## Directions for this task
Would you filter the listing below so that only lines with the word "rough" remain?

## Data supplied
--- START ---

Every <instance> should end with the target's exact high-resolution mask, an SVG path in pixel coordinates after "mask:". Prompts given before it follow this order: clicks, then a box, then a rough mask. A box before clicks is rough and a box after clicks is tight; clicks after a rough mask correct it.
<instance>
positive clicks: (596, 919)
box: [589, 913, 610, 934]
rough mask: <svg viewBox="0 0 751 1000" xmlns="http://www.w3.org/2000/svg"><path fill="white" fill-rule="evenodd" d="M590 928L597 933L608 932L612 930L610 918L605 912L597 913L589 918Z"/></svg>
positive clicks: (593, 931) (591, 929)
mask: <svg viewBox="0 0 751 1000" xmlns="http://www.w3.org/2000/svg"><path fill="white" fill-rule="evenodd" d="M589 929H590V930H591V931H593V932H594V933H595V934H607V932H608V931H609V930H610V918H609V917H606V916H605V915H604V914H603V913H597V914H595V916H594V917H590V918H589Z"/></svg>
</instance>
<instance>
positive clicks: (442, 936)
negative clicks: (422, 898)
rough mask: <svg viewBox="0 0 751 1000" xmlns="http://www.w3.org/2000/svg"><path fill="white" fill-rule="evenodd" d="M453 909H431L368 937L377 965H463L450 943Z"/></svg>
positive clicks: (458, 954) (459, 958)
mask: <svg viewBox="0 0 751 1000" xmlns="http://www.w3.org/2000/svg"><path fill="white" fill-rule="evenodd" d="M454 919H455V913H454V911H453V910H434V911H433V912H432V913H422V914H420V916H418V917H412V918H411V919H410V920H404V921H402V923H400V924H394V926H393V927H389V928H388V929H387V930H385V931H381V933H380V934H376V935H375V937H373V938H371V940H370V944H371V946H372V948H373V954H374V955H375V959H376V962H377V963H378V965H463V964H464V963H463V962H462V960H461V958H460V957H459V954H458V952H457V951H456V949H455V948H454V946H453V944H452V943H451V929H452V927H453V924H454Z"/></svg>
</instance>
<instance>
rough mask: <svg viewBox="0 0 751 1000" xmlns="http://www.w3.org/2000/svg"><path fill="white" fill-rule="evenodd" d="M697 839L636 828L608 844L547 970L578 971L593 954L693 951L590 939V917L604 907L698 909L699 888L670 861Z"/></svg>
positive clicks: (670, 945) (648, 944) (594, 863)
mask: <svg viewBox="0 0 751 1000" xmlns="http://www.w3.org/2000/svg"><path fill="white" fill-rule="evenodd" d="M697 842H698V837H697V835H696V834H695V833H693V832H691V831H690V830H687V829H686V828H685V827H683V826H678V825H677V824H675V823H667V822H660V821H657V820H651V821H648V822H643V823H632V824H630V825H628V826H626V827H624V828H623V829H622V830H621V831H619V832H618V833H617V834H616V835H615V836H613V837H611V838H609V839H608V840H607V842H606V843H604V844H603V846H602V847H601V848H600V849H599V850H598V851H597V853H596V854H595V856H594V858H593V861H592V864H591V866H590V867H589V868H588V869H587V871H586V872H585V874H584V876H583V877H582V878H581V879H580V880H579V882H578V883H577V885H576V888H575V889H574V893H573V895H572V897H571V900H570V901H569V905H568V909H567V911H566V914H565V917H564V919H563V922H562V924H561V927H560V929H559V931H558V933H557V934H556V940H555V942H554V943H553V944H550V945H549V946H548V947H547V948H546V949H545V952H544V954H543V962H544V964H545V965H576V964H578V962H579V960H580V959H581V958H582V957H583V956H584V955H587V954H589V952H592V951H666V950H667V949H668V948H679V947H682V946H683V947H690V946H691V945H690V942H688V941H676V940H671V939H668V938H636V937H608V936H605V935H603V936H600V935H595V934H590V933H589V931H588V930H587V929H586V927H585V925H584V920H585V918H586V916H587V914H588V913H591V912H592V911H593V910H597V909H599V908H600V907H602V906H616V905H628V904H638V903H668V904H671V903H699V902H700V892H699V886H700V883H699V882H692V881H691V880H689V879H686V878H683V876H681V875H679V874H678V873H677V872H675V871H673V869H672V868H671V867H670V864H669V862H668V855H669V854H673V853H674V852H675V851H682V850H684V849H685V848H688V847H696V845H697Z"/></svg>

--- END ---

## Answer area
Every <instance> should end with the target's exact high-resolution mask, an SVG path in pixel coordinates after "mask:". Prompts given before it follow this order: clicks, then a box, then a rough mask. A box before clicks is rough and a box after clicks is tight; clicks after a rough mask correct it.
rough mask: <svg viewBox="0 0 751 1000" xmlns="http://www.w3.org/2000/svg"><path fill="white" fill-rule="evenodd" d="M590 928L597 933L608 932L612 930L610 918L605 912L597 913L589 918Z"/></svg>
rough mask: <svg viewBox="0 0 751 1000" xmlns="http://www.w3.org/2000/svg"><path fill="white" fill-rule="evenodd" d="M453 909H431L368 937L377 965H463L450 943Z"/></svg>
rough mask: <svg viewBox="0 0 751 1000" xmlns="http://www.w3.org/2000/svg"><path fill="white" fill-rule="evenodd" d="M697 839L636 828L608 844L547 970L578 971L593 954L693 951L590 939V917L604 907L698 909L699 888L670 861Z"/></svg>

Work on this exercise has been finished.